The exercise: In the book excerpt below, which examples of modernity do Wacker and Taylor say have changed time?

Document passage:
.....

Book Excerpt: Time Travelers

Not so long ago, the divisions of time were clear. There were eight hours for work, eight for recreation and chores, and eight for rest. No more, say futurists Watts Wacker and Jim Taylor. They say that modernity—e-commerce, e-mail, conference calls, even stop-frame videos that freeze sporting events until we have time to view them—has changed the very stuff of our lives: time. Modernity has softened the clock, Wacker and Taylor write. It also has elongated hours to the point that talking about operating 24/7 is "no longer a metaphor at all," they say. They argue, in The Visionary’s Handbook, that changes in time make for one of the Nine Paradoxes That Will Shape the Future of Your Business.

Einstein understood time’s greatest scientific paradox: that it slows as a body accelerates, to the point where it stands still at the speed of light. Today, the speed at which information becomes available has accelerated beyond anything we have ever seen—literally attaining the speed of light, in the case of information transmitted electronically. Wacker and Taylor say that the change in the speed of our lives creates a paradox of almost Einsteinian proportions. They say time has become a confusing, emotional issue that stirs up worries about status and self-worth and that can even incite us to violence.

Wacker and Taylor say the solution is to come up with a new rhythm and a new language that fit the new sense of time. They say the starting point for finding that new pace and those new words is to understand that we are living in what they call "the pressure tense." It is a wonderful term that we will let them explain in the excerpt that follows.

.....

Raw data:

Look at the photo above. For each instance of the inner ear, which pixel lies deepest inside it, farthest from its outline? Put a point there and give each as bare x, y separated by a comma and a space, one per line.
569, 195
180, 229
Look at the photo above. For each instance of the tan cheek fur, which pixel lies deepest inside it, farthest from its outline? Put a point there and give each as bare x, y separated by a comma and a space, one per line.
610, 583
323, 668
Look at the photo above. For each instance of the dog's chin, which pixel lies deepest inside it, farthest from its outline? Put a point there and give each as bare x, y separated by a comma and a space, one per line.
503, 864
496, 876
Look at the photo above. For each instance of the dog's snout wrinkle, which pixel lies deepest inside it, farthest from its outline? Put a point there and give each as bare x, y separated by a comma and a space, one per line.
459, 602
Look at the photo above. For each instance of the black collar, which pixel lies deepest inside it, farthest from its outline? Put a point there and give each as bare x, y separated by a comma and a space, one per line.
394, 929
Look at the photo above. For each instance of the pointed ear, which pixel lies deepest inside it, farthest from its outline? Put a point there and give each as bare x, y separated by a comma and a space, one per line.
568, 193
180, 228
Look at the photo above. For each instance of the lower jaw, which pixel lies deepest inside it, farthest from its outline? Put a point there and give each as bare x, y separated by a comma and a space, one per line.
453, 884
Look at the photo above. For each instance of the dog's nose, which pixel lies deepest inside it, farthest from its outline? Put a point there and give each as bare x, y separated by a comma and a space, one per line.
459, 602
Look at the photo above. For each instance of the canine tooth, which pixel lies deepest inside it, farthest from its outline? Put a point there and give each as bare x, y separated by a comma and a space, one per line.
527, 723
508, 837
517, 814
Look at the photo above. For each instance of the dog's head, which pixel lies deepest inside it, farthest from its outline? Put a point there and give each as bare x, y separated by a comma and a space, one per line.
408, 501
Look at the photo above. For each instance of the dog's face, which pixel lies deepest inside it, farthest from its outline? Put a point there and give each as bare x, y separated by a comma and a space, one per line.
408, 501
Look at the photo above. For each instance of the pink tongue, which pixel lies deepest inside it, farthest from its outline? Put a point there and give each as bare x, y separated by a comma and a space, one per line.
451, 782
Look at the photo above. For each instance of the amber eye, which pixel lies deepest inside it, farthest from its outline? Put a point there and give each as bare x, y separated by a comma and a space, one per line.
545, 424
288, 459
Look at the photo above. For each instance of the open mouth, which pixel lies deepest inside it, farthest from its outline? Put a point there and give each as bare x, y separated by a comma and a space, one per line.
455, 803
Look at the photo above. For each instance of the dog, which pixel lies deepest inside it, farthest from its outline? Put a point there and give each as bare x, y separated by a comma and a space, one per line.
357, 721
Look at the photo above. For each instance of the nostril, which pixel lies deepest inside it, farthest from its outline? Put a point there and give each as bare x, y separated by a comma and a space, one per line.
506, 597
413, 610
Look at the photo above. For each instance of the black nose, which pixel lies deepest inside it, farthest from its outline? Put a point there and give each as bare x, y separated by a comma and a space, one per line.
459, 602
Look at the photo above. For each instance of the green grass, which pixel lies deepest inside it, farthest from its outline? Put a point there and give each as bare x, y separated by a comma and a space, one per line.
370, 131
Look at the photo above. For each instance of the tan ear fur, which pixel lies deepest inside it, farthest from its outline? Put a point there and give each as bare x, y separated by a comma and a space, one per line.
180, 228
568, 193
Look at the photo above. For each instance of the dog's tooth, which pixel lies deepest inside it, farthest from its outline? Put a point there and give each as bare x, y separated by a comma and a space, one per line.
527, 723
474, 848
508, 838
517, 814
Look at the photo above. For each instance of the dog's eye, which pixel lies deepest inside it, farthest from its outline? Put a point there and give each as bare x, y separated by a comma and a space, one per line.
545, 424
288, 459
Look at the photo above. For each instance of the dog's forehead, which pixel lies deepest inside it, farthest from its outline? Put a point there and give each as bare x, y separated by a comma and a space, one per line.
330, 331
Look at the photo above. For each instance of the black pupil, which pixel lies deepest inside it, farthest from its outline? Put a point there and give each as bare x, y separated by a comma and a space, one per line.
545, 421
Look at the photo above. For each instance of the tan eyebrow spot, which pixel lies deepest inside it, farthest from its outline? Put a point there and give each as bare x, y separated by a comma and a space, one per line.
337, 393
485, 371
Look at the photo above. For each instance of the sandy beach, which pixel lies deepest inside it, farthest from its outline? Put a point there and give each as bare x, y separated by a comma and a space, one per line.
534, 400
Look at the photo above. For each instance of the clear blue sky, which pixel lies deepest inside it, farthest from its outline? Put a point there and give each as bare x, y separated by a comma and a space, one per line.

.....

Result:
- E-commerce
- E-mail
- Conference calls
- Stop-frame videos that freeze sporting events until we have time to view them